Set problem
Put the lines below into a Markdown table with a Row column for the row number and a Line column for each line, skipping blank lines and leaving out the pictures.

Material for this task
────
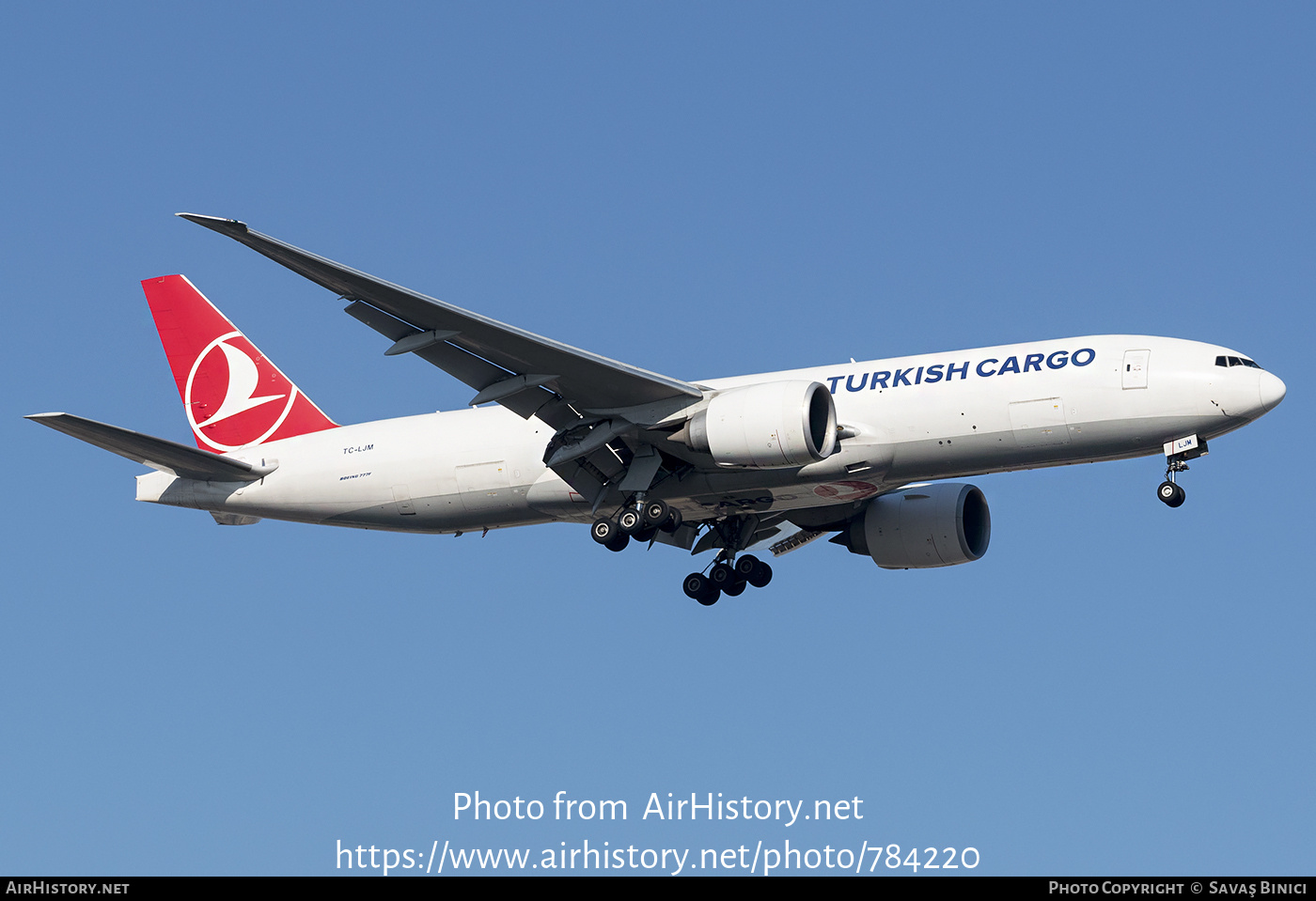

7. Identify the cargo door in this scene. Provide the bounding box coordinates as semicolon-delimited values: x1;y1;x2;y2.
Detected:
1124;350;1152;389
1010;397;1069;447
457;460;513;513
────
Completed task
| Row | Line |
|---|---|
| 1 | 7. Identify the cargo door in this scene. Provide the bounding box coordinates as semicolon-delimited values: x1;y1;x2;y2. |
| 2 | Detected: |
| 3 | 1124;350;1152;389 |
| 4 | 1010;397;1069;447 |
| 5 | 457;460;513;513 |